• **Extracted material**
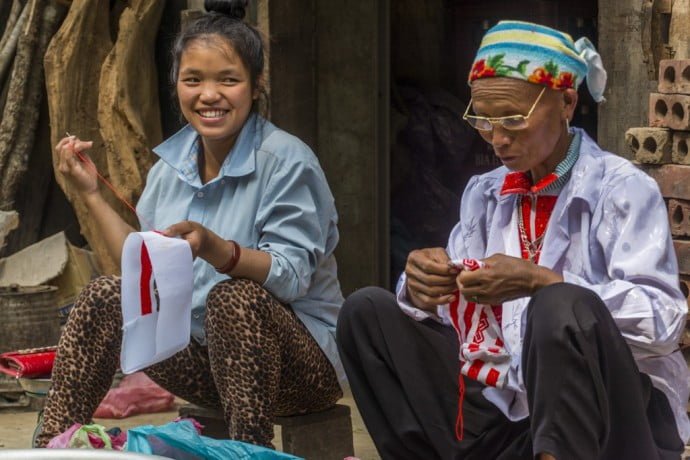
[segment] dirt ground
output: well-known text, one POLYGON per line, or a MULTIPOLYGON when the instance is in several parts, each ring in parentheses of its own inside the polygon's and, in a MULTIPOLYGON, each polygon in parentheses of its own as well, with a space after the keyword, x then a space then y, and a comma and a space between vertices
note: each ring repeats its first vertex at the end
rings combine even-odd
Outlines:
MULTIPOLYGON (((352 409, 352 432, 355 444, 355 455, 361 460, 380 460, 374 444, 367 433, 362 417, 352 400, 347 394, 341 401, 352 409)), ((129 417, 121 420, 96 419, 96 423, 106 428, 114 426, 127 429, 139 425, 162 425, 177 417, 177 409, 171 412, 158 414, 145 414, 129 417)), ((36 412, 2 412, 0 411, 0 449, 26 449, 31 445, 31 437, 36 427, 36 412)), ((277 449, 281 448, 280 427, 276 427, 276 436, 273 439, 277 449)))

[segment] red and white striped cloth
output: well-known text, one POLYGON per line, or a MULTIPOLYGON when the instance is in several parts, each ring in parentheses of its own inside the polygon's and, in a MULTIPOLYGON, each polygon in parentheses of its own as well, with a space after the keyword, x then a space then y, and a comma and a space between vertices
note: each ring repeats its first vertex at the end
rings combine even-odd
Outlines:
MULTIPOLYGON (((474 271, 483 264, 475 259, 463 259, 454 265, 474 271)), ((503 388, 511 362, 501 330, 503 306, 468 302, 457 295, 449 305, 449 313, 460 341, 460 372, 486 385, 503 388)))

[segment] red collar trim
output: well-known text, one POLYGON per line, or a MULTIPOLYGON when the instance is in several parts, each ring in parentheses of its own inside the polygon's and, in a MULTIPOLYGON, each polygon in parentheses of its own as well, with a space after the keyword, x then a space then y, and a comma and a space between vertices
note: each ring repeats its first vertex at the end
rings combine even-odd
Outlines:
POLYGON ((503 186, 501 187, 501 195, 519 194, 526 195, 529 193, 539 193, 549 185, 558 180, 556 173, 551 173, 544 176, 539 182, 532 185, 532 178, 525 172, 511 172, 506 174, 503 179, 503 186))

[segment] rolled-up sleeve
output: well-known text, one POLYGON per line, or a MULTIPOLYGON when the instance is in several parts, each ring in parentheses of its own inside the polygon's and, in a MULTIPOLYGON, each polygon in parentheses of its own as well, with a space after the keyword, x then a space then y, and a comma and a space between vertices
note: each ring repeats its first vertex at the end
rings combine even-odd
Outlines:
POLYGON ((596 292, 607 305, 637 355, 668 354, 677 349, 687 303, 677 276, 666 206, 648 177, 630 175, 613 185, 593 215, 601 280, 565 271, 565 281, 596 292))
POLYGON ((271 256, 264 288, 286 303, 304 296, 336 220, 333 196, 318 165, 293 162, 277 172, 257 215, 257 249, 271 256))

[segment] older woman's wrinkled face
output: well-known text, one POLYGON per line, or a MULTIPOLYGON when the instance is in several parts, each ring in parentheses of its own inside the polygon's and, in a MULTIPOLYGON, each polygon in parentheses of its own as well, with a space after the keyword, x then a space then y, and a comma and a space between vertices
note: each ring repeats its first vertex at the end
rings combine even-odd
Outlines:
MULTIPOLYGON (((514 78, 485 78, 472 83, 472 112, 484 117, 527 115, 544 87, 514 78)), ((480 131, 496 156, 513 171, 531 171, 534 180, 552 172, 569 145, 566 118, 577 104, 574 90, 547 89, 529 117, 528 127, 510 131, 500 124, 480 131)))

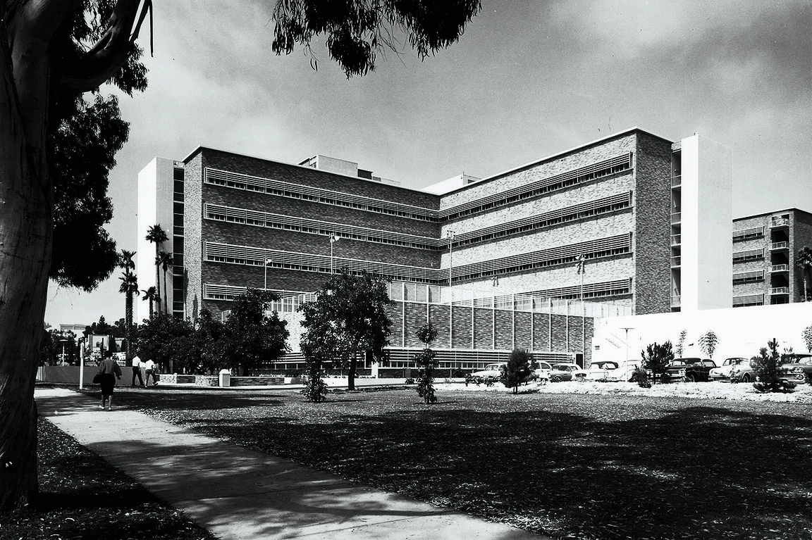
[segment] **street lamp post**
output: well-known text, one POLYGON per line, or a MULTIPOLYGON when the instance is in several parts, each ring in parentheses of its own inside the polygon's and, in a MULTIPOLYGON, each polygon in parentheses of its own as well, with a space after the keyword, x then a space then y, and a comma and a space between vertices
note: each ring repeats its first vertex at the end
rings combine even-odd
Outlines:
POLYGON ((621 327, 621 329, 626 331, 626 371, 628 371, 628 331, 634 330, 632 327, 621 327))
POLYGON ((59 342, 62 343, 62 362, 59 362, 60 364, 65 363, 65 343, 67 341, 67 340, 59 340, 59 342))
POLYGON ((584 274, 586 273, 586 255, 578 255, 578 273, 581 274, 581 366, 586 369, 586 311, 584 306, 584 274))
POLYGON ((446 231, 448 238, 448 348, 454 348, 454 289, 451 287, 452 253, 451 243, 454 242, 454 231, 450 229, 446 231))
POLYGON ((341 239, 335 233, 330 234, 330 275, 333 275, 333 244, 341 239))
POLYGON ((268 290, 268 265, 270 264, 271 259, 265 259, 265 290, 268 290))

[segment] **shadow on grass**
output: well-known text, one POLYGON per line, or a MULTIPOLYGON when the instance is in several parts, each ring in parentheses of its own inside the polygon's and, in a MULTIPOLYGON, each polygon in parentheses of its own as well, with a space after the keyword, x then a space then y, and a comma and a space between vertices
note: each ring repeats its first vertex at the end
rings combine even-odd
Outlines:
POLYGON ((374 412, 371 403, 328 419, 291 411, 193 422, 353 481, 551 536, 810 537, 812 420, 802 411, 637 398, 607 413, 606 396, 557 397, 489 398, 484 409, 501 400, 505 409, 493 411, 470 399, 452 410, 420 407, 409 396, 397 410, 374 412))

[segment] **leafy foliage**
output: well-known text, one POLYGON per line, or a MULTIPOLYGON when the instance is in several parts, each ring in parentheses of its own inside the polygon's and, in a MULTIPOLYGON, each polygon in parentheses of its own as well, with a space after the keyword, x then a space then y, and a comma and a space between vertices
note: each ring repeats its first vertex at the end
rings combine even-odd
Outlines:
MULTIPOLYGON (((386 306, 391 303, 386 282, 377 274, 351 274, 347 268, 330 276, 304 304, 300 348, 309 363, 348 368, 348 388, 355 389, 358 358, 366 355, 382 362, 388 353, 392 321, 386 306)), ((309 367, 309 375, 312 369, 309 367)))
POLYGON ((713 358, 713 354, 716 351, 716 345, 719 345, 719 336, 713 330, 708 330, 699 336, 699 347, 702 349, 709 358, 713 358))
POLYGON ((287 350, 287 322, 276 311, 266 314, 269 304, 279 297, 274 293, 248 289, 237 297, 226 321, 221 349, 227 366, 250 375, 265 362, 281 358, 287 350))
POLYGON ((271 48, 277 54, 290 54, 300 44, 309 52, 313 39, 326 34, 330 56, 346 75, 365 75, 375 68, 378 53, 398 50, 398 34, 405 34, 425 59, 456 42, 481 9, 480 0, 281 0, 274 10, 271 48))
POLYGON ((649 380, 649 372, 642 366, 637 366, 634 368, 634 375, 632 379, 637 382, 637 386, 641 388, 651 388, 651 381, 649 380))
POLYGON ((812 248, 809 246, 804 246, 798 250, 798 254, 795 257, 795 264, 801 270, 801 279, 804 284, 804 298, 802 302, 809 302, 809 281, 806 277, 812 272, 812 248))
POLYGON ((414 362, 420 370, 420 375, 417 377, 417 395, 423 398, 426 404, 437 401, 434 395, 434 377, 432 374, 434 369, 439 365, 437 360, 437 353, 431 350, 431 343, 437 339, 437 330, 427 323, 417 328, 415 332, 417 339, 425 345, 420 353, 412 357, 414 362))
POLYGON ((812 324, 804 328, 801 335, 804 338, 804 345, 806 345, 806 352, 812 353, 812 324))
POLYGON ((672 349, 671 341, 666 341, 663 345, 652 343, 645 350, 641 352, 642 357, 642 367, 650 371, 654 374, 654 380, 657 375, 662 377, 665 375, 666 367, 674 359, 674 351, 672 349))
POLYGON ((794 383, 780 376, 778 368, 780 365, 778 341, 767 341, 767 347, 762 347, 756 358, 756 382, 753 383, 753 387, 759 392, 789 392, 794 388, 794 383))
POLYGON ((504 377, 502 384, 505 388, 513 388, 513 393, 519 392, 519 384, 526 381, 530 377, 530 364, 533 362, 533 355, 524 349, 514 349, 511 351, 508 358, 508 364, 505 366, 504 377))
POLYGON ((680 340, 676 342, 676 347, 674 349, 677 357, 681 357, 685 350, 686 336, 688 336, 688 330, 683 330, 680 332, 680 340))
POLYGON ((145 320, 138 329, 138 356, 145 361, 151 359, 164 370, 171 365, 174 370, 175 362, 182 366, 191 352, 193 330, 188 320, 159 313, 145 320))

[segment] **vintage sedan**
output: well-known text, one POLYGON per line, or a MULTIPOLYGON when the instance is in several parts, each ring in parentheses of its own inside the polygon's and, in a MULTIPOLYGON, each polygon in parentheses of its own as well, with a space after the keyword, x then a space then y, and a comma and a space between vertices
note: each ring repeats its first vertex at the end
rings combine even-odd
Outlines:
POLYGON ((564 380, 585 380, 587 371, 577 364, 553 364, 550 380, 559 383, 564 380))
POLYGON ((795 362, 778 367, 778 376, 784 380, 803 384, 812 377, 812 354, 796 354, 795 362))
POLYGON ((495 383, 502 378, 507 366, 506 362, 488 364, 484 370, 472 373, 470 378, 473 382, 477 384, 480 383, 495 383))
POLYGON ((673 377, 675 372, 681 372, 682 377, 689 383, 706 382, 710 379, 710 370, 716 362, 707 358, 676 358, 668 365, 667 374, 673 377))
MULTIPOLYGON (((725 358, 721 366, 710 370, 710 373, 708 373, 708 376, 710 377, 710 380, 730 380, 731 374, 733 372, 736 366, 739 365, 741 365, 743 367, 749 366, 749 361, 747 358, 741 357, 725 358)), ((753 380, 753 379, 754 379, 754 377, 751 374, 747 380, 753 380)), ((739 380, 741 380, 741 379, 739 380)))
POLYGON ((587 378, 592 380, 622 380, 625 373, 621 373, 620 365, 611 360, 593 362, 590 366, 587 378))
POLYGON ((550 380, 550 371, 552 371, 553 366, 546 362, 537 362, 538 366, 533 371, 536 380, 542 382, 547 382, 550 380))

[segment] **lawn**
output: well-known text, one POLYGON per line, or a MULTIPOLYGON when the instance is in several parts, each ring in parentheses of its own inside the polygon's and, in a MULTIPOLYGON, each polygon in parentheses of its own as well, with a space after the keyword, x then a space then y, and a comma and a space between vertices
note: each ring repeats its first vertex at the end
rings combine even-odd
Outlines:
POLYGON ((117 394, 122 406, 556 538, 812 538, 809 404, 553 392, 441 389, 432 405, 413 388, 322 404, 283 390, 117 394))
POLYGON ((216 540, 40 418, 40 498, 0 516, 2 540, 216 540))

• **Do this**
Rewrite the data starting at the line that contains "[segment] **street lamp post**" and ending at the line that contains "POLYGON ((268 290, 268" as a two-column CSV with the headers instruction and response. Give each instruction and its response one row, put each in a single quoted field, and replace line breaks with spaces.

• **Solution**
instruction,response
"[segment] **street lamp post** output: well-known text, one POLYGON per line, or a MULTIPOLYGON when the instance is in several parts, each ring in parentheses of its own inside the polygon's and, in a MULTIPOLYGON, each polygon in parentheses of its own as well, with a space after the keyword, x then a space then y, and a comma and a space between vertices note: each ring repeats its first vertex at the end rings combine even-odd Outlines:","POLYGON ((621 327, 621 329, 626 331, 626 371, 628 371, 628 331, 634 330, 632 327, 621 327)) POLYGON ((59 342, 62 343, 62 362, 59 362, 60 364, 65 363, 65 343, 67 341, 67 340, 59 340, 59 342)) POLYGON ((584 274, 586 273, 586 255, 578 255, 578 273, 581 274, 581 366, 586 369, 586 311, 584 306, 584 274)) POLYGON ((446 231, 448 238, 448 348, 454 348, 454 289, 451 287, 452 253, 451 243, 454 242, 454 231, 450 229, 446 231)) POLYGON ((341 239, 335 233, 330 234, 330 275, 333 275, 333 244, 341 239)) POLYGON ((268 290, 268 265, 270 264, 271 259, 265 259, 265 290, 268 290))"